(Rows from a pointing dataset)
· · · ·
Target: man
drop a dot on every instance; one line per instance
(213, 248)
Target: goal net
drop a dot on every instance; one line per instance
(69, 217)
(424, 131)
· · · ·
§ Work to be completed: Rewrite the listing with every "drop a dot" swapped for "place a point", leaving all else as it is.

§ Answer:
Target: man
place a point on every instance; one line per instance
(213, 248)
Target: goal net
place a point on every instance; one line per instance
(69, 217)
(424, 131)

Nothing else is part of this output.